## Directions
Please continue the text about couples making time alone together while raising kids, starting after its final sentence.

## Excerpted text
**********

That said, we don't go very often. He works full time M-F. I work on the weekends. We have 7 between us. The kids all have extracurricular activities, so there's a lot of shuttling around to different stuff. It takes a lot to keep up on a house with this many people, run errands, pay bills, and keep groceries in the house. We manage to stay connected, but it's not easy.
DH supports me 100% about needing couple time. He's not a guilty parent. It's just hard to take the time. He's a great dad and puts in a lot of effort to do all the extras that the kids need and want to do.
I can't make any suggestions
I can't make any suggestions because we don't have skids at home. But look at it this way and perhaps this is something you can say to your DH. If skid was your vio daughter, wouldn't you still want some alone? I think that is the problem with a lot of marriages that the adults never go on a vacation alone, everything is about the kids, bio, skids whatever! My step son and his wife would take a vacation each year, sometimes 2 weeks at a time and leave their kids at home. I think this is why they managed to stay married for 35 years, they made sure they had plenty of alone time. Of course, it is easy if you have a grandparent to babysit with them. Someone you can totaly trust. I did a lot of babysitting for them when the kids were young. One time they went to Japan and left me and my daughter to sit, kids were 2 and 5 then. The point is all adults need time by themselves together alone. If it's all about the kids, one day when the kids aren't there any longer you will look across the table at your DH or vice versa, and wonder who is this person, because you didn't stay connected all the years the kids were growing up.

**********

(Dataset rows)
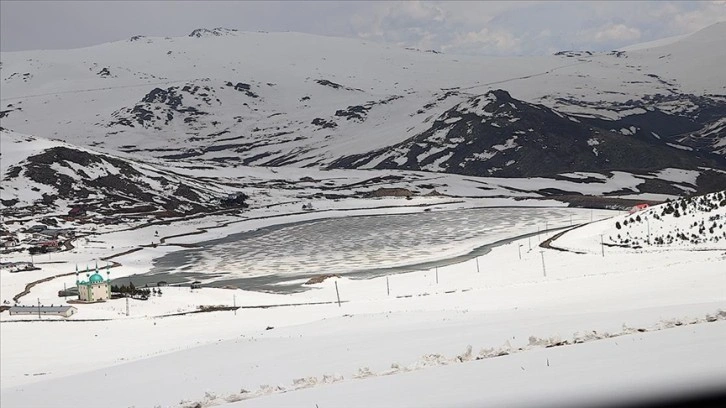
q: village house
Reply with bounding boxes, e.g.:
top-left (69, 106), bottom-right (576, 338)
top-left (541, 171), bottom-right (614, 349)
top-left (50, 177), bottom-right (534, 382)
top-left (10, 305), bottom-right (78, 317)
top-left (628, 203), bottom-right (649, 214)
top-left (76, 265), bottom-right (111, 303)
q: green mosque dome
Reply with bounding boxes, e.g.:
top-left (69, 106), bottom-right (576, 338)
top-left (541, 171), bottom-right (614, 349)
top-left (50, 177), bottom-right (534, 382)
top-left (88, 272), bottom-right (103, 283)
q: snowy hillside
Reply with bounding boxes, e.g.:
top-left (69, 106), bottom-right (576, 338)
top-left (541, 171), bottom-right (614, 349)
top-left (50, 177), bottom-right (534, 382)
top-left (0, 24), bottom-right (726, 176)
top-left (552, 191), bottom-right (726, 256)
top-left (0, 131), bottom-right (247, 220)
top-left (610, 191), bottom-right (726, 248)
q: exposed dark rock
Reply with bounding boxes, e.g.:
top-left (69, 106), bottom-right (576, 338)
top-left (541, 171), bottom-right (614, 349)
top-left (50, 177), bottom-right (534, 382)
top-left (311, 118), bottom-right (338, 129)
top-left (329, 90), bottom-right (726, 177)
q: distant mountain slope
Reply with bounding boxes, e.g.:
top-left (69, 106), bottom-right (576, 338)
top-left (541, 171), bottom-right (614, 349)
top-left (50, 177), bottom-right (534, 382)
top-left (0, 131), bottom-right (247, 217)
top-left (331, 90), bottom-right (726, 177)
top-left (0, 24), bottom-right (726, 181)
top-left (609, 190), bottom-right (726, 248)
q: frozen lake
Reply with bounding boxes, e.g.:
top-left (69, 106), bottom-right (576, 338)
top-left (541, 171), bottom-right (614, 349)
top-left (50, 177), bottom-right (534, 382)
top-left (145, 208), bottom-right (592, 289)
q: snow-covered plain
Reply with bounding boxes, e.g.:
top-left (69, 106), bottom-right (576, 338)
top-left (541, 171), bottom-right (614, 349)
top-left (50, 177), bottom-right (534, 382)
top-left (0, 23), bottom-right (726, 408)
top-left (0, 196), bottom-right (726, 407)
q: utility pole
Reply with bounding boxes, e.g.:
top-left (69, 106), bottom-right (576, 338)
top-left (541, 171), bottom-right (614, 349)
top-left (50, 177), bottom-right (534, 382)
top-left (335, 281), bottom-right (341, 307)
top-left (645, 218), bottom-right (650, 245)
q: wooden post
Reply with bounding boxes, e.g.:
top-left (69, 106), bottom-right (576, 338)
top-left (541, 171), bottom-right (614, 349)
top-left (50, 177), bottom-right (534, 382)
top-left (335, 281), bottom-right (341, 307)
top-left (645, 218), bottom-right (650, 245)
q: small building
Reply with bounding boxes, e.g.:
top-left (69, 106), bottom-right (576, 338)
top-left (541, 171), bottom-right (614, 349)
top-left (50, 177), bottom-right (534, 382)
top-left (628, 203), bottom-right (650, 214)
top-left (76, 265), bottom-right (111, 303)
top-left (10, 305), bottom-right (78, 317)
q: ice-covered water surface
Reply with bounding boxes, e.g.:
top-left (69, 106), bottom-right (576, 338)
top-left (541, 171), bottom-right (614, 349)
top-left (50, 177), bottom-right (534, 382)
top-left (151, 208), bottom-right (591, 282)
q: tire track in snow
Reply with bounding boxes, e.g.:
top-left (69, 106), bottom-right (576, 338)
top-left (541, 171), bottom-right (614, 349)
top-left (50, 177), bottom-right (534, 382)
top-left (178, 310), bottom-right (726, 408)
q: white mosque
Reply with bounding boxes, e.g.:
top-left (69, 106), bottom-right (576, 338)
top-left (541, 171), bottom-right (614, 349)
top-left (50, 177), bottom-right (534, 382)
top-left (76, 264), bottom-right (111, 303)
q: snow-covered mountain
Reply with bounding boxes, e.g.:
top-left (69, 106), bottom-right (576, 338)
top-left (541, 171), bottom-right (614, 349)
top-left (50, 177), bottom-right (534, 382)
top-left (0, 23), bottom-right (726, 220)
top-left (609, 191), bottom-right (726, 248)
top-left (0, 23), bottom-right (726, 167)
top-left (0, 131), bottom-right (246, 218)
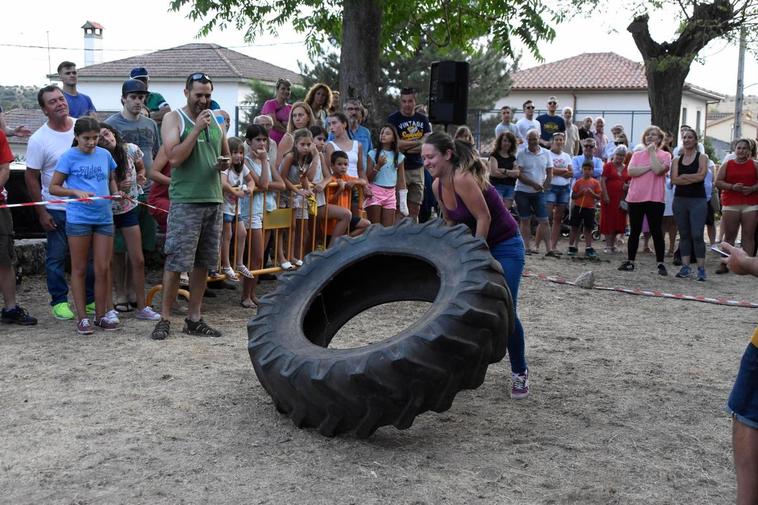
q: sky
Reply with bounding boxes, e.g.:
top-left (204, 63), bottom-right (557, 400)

**********

## Task response
Having some "couple" time is
Having some "couple" time is important. I don't know how often but you should. Family's who have never been divorced take husband and wife time and they have a sitter for their kid{s}. And the SD lives with you both full time so it shouldn't be all about her. Just my thoughts on that, hope you and your hubby have a great time ALONE and make new memories..
Just do it. Maybe he does
Just do it. Maybe he does feel guilty the first few times. As my friends mom (who was a psychologist) would say, "guilt is just an emotion. It will pass." After a few times of doing some couple things and realizing SD is just fine hopefully he'll get over it. Also, try arranging something fun for SD to do while you are having adult time. Play dates are great for this. Then be sure you reciprocate with the other mom, who would likely be happy to have some alone time with her DH too! As other posters have commented, this is something that happens in intact families all the time. It's only the guilt of divorce that clouds our judgements sometimes... IMHO
Does DH have family close by?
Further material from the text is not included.